═════ BRANO DI TESTO

Voglio pensare a Desirée. Aveva sedici anni e si è infilata in quell’inferno: quale disperazione allevava nel petto? Quale dolore interiore l’ha trascinata fino alla morte? Possibile che non abbia cercato l’aiuto di qualcuno che sapesse accogliere quel suo modo d’essere e la guidasse a scoprire la bellezza della vita? Possibile che una ragazza di sedici anni non abbia avuto l’ardore di aprire il suo cuore a un sapiente capace di riempirlo di un aiuto, di una parola buona, di una speranza?
Sì, un padre può generare biologicamente, ma poi si dimentica di generare anche spiritualmente i propri figli, lasciati orfani di senso.
Sì, la scuola può essere noiosa ma per questo non può diventare divertente, invece che interessante. Non è che forse la scuola confonde la conoscenza con l’informazione, misura la cultura di un giovane dal numero dei libri letti, ma non compresi? Non è che ha soppresso la poesia a scapito dei cosiddetti progetti che tali restano perché non vengono mai realizzati? Non si è forse creato una disarmonia tra cuore e ragione? Non si è ridotto la ragione a pensiero calcolato, votato all’utile e al pragmatismo cieco? Non sono forse gli stessi docenti ansiosi del programma da terminare o preoccupati delle scartoffie da compilare piuttosto che di educare?

══════════
═════ MATERIALE MOSTRATO

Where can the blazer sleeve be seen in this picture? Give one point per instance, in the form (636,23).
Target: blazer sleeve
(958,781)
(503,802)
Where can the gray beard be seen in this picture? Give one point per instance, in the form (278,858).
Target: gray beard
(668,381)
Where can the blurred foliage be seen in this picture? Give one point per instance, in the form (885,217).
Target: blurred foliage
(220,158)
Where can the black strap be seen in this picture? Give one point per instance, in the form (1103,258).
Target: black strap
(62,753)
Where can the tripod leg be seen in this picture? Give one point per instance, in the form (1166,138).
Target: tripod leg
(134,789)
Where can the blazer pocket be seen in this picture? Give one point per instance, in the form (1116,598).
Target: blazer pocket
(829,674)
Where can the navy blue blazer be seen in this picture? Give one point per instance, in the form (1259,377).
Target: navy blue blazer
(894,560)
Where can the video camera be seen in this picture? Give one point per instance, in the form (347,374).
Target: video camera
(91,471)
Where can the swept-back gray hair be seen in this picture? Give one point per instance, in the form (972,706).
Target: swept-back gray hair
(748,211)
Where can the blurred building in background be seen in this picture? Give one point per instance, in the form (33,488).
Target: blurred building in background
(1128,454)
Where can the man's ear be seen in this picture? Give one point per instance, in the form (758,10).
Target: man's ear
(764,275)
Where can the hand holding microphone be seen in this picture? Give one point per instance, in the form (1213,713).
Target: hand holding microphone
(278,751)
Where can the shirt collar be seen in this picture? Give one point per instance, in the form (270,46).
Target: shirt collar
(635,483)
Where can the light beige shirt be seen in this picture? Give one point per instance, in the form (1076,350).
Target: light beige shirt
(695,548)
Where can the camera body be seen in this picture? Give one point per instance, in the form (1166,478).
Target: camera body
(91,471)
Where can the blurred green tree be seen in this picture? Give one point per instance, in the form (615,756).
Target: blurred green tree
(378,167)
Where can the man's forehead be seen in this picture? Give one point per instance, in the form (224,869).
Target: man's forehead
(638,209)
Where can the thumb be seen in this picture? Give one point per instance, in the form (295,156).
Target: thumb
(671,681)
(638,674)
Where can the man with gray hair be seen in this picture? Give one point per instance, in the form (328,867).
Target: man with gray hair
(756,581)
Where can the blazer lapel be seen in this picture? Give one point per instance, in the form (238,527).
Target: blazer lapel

══════════

§ COMPITI RICHIESTI:
A – Indica quanti anni aveva Desirée secondo il brano.
B – Estrai dal brano, senza alcuna modifica, il passo che inizia con "Sì, un padre" e termina con "che di educare?".

§ SOLUZIONI DEI COMPITI:
A – Desirée aveva sedici anni.

B –
Sì, un padre può generare biologicamente, ma poi si dimentica di generare anche spiritualmente i propri figli, lasciati orfani di senso.
Sì, la scuola può essere noiosa ma per questo non può diventare divertente, invece che interessante. Non è che forse la scuola confonde la conoscenza con l’informazione, misura la cultura di un giovane dal numero dei libri letti, ma non compresi? Non è che ha soppresso la poesia a scapito dei cosiddetti progetti che tali restano perché non vengono mai realizzati? Non si è forse creato una disarmonia tra cuore e ragione? Non si è ridotto la ragione a pensiero calcolato, votato all’utile e al pragmatismo cieco? Non sono forse gli stessi docenti ansiosi del programma da terminare o preoccupati delle scartoffie da compilare piuttosto che di educare?